### The request
Could you copy out, word for word, the part of the data below that opens with the line containing "the shirt cuff" and closes with the line containing "marking the fingernail", including both of those lines?
*-*-*
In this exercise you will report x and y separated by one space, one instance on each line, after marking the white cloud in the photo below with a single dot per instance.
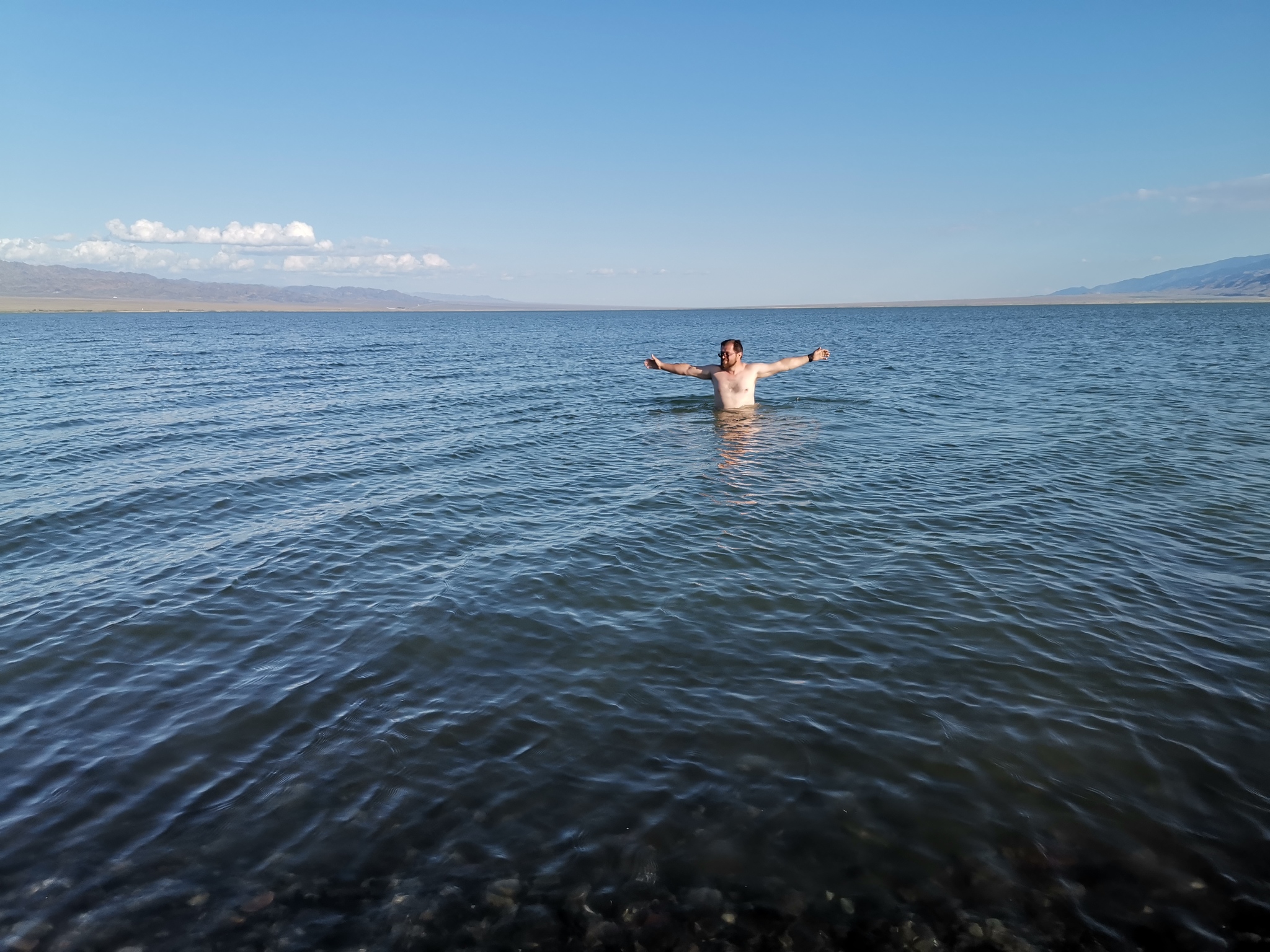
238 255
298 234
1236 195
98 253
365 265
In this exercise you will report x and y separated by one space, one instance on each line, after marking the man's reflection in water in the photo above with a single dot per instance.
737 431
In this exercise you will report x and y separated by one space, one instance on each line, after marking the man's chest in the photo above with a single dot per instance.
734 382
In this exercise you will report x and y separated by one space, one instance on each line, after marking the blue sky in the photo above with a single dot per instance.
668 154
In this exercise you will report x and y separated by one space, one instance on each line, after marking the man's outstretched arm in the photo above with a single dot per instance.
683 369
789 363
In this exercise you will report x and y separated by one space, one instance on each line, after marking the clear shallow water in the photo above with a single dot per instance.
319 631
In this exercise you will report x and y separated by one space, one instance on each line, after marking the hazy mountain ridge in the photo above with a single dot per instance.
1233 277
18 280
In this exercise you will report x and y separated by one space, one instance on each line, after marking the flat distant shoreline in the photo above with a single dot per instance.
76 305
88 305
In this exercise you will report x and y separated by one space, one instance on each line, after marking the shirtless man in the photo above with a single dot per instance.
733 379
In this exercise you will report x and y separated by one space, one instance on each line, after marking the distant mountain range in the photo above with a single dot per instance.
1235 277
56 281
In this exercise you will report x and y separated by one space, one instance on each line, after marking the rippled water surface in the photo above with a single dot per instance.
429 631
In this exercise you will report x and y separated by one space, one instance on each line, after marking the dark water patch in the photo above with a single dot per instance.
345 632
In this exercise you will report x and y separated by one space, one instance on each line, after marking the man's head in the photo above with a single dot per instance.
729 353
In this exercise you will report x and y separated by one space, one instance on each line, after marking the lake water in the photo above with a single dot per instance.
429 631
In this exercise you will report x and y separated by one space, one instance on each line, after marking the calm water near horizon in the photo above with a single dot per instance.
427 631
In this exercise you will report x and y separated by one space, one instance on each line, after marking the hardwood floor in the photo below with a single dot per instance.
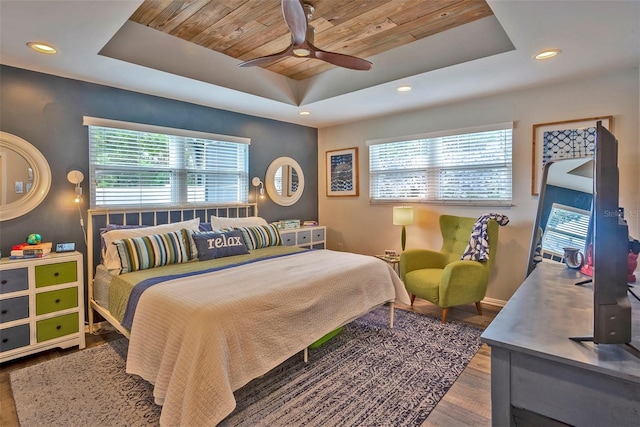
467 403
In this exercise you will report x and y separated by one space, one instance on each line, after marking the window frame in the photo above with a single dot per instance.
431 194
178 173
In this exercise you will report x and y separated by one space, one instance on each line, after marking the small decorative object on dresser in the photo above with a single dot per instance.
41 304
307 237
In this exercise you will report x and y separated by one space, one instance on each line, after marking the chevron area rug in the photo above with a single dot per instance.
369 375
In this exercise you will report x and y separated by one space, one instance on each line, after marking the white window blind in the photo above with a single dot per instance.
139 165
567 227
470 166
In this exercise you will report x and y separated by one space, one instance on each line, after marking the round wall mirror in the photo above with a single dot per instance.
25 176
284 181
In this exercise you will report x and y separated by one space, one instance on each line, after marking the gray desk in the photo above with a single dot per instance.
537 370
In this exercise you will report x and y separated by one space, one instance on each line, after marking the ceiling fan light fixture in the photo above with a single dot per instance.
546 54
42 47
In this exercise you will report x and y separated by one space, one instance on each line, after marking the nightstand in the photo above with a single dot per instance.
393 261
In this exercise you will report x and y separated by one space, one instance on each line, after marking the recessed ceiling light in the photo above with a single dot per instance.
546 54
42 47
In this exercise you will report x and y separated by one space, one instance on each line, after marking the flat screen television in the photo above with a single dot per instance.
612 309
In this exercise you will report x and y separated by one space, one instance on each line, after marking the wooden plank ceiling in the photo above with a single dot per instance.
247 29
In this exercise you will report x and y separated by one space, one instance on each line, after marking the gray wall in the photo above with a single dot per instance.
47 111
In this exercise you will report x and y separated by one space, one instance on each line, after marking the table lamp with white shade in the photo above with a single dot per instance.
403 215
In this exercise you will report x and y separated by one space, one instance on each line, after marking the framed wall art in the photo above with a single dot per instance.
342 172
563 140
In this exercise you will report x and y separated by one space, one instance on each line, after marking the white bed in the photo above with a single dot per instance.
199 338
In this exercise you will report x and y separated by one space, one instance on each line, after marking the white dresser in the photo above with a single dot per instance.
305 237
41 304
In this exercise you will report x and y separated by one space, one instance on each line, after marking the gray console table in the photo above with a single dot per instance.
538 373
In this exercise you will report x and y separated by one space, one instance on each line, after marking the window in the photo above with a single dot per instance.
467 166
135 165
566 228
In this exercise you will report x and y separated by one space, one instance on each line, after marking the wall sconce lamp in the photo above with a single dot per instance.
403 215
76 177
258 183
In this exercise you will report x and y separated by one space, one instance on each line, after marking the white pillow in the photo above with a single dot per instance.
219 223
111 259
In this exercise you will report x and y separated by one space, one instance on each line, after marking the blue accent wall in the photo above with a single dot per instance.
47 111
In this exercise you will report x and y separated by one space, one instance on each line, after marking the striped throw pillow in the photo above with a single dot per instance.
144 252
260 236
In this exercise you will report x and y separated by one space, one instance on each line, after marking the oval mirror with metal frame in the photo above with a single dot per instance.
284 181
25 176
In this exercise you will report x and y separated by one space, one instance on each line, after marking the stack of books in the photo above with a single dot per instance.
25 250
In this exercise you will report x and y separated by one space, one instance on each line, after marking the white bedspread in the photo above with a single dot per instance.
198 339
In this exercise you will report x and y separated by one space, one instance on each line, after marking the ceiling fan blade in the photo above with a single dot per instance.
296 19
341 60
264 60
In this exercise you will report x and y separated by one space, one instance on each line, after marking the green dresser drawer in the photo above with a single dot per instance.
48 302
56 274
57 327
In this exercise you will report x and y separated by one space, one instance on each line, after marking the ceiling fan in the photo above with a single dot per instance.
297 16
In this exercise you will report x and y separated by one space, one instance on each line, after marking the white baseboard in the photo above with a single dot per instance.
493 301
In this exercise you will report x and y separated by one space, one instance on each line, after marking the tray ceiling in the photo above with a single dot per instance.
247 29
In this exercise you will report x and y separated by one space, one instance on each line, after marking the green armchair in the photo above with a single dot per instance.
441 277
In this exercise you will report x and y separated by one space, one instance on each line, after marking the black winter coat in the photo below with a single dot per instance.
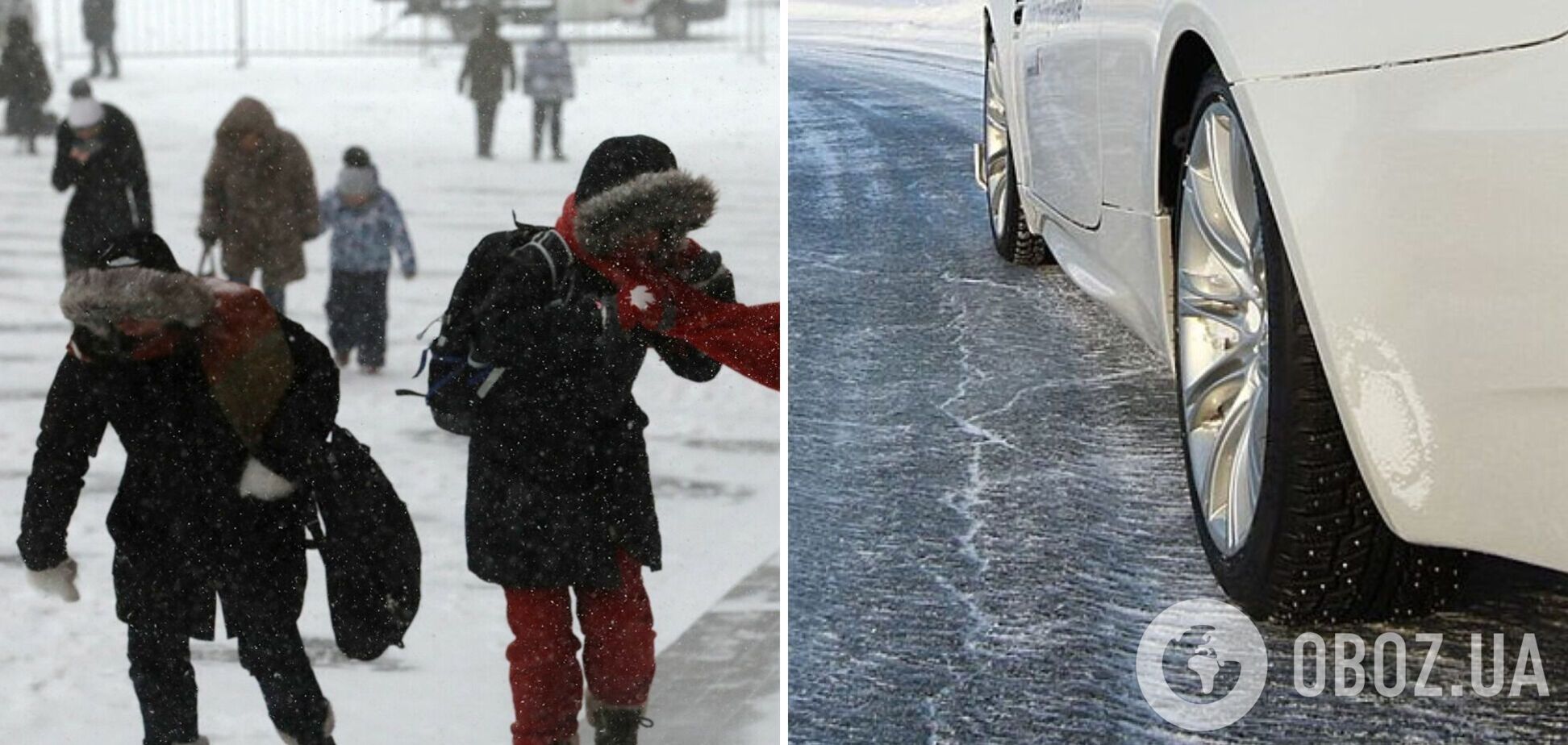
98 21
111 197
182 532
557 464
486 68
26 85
*-*-*
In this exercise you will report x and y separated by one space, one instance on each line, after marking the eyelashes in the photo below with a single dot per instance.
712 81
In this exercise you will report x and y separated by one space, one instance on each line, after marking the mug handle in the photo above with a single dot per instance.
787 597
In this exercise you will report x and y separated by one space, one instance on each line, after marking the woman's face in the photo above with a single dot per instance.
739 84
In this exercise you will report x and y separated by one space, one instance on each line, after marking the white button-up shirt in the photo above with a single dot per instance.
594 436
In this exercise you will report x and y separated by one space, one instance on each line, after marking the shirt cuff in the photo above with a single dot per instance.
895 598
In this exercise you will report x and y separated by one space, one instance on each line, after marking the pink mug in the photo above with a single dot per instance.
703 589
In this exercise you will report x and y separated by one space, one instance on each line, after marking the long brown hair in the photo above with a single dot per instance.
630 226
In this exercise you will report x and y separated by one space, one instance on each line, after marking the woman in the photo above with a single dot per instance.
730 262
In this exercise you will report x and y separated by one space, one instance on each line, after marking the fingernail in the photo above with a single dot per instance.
*-*-*
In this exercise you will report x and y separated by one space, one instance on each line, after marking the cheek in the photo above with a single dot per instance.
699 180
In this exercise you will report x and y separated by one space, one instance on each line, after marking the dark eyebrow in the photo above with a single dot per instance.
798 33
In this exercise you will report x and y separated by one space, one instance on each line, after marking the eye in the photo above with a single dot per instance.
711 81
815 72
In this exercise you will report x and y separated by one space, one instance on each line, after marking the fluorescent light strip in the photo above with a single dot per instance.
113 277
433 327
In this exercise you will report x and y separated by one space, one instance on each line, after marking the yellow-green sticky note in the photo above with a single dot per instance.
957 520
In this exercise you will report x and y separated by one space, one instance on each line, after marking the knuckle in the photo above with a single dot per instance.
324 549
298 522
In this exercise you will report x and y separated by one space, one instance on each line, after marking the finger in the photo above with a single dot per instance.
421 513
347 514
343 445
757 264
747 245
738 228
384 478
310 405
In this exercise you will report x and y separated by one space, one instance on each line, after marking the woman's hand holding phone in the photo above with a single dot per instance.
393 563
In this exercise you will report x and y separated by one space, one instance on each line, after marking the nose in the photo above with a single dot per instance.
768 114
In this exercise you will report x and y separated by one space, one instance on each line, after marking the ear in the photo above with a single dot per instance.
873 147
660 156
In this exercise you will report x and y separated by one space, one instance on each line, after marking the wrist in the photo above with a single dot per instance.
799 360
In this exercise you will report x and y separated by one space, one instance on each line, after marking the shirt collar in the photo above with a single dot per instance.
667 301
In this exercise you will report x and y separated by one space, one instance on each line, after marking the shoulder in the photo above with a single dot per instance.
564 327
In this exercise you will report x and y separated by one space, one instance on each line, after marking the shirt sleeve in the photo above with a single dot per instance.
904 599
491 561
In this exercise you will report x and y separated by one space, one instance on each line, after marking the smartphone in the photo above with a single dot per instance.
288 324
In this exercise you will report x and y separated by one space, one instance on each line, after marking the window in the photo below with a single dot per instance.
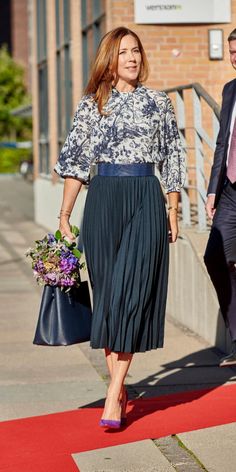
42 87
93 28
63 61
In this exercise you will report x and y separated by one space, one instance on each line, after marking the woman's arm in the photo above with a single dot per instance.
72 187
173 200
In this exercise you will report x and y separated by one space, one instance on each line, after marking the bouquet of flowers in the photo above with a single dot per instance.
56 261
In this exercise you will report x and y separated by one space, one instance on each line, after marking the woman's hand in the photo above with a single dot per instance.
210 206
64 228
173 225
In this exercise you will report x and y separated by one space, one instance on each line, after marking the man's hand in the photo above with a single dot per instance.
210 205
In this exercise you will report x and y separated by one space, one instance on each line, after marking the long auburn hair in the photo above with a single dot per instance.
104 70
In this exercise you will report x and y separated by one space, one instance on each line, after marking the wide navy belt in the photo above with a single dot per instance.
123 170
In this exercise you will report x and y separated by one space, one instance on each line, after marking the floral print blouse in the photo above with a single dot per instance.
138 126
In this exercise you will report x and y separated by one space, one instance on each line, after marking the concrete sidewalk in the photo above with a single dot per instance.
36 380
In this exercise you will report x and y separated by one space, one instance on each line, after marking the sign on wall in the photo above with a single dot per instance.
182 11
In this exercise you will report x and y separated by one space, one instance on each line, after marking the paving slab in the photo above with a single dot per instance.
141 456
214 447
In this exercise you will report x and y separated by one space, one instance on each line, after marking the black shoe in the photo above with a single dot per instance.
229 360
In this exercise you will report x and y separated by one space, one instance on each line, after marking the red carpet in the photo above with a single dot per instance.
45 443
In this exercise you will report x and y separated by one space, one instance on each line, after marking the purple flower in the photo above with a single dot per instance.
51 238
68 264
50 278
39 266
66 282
*-*-*
### Written reply
In this exercise you will report x and y separated by one space, one instance on each line, after marking the shirt cuff in the photo above with a single dot per instance.
895 598
In this exercise you will report x and y separated by one space, one instance on each line, after marking the pink mug in the photo above with a single dot per instance.
703 589
In this exercise you will report x and y separated by one space, one instance on each line, after marking the long brown hair in the photo above with a single dot per instance.
630 226
In this exercise you will report x and y separated by one space, one instance on each line, after marking the woman in the photo above with a single dot per instance.
730 262
In this exercise you will report x and y separated by one space, one instance on each line, after marking the fingernail in the photo above with a single dot per instance.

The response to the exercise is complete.